» EXERCISE BRIEF: From the records below, extract the lines verbatim, beginning at the line that contains "instances of white" and stopping after the line that contains "[416,321,431,341]". Include both of those lines and no others.

» LISTING:
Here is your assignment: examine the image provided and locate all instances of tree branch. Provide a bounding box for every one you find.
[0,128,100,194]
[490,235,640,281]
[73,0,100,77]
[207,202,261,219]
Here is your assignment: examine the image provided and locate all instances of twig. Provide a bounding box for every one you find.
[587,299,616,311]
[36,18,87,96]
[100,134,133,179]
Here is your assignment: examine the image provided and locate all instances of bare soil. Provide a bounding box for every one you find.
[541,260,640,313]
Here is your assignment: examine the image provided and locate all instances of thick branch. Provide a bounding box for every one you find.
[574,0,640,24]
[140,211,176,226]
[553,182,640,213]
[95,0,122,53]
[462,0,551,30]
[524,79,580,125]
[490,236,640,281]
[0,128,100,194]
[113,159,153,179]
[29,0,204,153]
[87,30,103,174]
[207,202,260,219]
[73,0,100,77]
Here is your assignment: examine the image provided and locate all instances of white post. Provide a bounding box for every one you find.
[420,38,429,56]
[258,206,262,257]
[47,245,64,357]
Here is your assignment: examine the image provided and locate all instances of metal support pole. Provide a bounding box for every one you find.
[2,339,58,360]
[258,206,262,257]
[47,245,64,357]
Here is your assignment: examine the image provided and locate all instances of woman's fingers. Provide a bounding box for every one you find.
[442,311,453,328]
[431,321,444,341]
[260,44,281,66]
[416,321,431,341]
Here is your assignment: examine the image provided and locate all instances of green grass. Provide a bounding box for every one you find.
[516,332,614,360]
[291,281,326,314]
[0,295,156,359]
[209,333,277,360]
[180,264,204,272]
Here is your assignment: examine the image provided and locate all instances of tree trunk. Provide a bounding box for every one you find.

» RESULT OF THIS TASK:
Here is your assignment: examine the image provided and locate all instances of white post. Provide a bounding box for every one you find.
[420,38,429,56]
[258,206,262,257]
[47,245,64,357]
Here is your assignment: examine the image provided and locate all instances of metal support pole. Provide a bounding box for every one you find.
[2,339,58,360]
[258,206,262,257]
[47,245,64,357]
Here is your assignment: examine the image provided and locate all instances of woman's fingers. Provide a bounding box for every one you find.
[442,311,453,328]
[431,321,444,341]
[260,44,281,66]
[416,321,431,341]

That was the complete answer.